Cutting intricate patterns as small as several billionths of a meter deep and wide, the focused ion beam (FIB) is an essential tool for deconstructing and imaging tiny industrial parts to ensure they were fabricated correctly. When a beam of ions, typically of the heavy metal gallium, bombards the material to be machined, the ions eject atoms from the surface—a process known as milling—to sculpt the workpiece.
Beyond its traditional uses in the semiconductor industry, the FIB has also become a critical tool for fabricating prototypes of complex three-dimensional devices, ranging from lenses that focus light to conduits that channel fluid. Researchers also use the FIB to dissect biological and material samples to image their internal structure.
However, the FIB process has been limited by a trade-off between high speed and fine resolution. On the one hand, increasing the ion current allows a FIB to cut into the workpiece deeper and faster. On the other hand, the increased current carries a larger number of positively charged ions, which electrically repel each other and defocus the beam. A larger, diffuse beam, which can be about 100 nanometers in diameter or 10 times wider than a typical narrow beam, not only limits the ability to fabricate fine patterns but can also damage the workpiece at the perimeter of the milled region. As a result, the FIB has not been the process of choice for those trying to machine many tiny parts in a hurry.
Now researchers at the National Institute of Standards and Technology (NIST) have discovered that a masking process can virtually eliminate this trade-off, enabling a FIB to machine at high current (and therefore high speed) without sacrificing fine resolution. The finding could dramatically expand the utility of FIBs, not only for researchers fabricating prototypes and preparing samples, but also for manufacturers in the semiconductor industry who need rapid analysis, repair, or customization of structures and devices.

● **LISTED ENTRIES**:
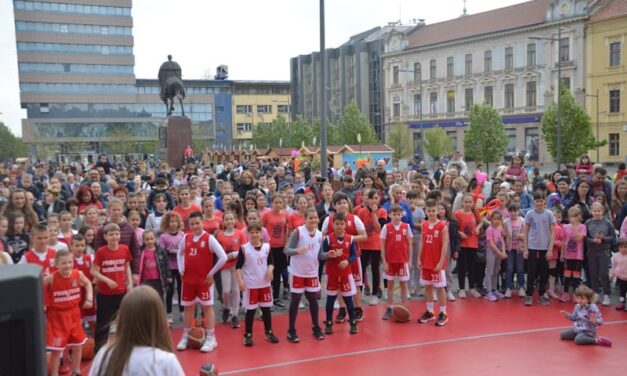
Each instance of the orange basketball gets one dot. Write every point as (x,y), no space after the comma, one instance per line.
(400,313)
(196,337)
(87,351)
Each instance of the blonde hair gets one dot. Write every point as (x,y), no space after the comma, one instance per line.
(141,321)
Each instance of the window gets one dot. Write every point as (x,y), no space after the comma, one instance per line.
(614,54)
(468,64)
(433,102)
(450,101)
(450,67)
(509,58)
(244,109)
(468,98)
(417,72)
(614,144)
(487,61)
(395,73)
(244,127)
(417,104)
(531,54)
(488,96)
(509,96)
(614,101)
(531,94)
(565,49)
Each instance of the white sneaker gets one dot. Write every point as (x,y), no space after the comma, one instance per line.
(183,343)
(450,296)
(210,344)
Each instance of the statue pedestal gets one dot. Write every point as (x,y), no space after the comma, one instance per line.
(174,136)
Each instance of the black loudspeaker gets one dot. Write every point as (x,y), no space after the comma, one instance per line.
(22,325)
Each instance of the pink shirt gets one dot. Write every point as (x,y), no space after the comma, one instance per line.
(574,247)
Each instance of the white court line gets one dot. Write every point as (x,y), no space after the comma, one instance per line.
(410,345)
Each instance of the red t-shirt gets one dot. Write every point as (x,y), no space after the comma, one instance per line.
(276,224)
(231,243)
(112,265)
(468,224)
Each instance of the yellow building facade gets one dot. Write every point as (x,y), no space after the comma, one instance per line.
(606,76)
(257,102)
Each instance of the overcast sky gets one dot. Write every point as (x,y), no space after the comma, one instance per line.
(254,38)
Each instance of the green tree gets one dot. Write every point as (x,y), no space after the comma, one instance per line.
(399,139)
(11,147)
(352,123)
(486,140)
(577,137)
(437,143)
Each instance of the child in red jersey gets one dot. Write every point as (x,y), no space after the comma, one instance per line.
(63,313)
(432,263)
(196,266)
(83,262)
(275,221)
(231,239)
(112,272)
(339,251)
(396,249)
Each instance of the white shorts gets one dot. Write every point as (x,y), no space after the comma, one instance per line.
(431,278)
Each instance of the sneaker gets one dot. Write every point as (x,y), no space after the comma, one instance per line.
(426,317)
(248,339)
(387,314)
(442,319)
(604,341)
(552,294)
(606,300)
(317,332)
(328,327)
(528,300)
(341,316)
(359,314)
(234,322)
(490,297)
(354,329)
(210,344)
(292,337)
(270,337)
(182,345)
(450,296)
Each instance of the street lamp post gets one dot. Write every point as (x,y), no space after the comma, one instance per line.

● **ACTION ITEM**:
Can you duplicate the passage on the focused ion beam above, starting at "Cutting intricate patterns" and ending at "their internal structure."?

● **RESPONSE TO THE TASK**:
Cutting intricate patterns as small as several billionths of a meter deep and wide, the focused ion beam (FIB) is an essential tool for deconstructing and imaging tiny industrial parts to ensure they were fabricated correctly. When a beam of ions, typically of the heavy metal gallium, bombards the material to be machined, the ions eject atoms from the surface—a process known as milling—to sculpt the workpiece.
Beyond its traditional uses in the semiconductor industry, the FIB has also become a critical tool for fabricating prototypes of complex three-dimensional devices, ranging from lenses that focus light to conduits that channel fluid. Researchers also use the FIB to dissect biological and material samples to image their internal structure.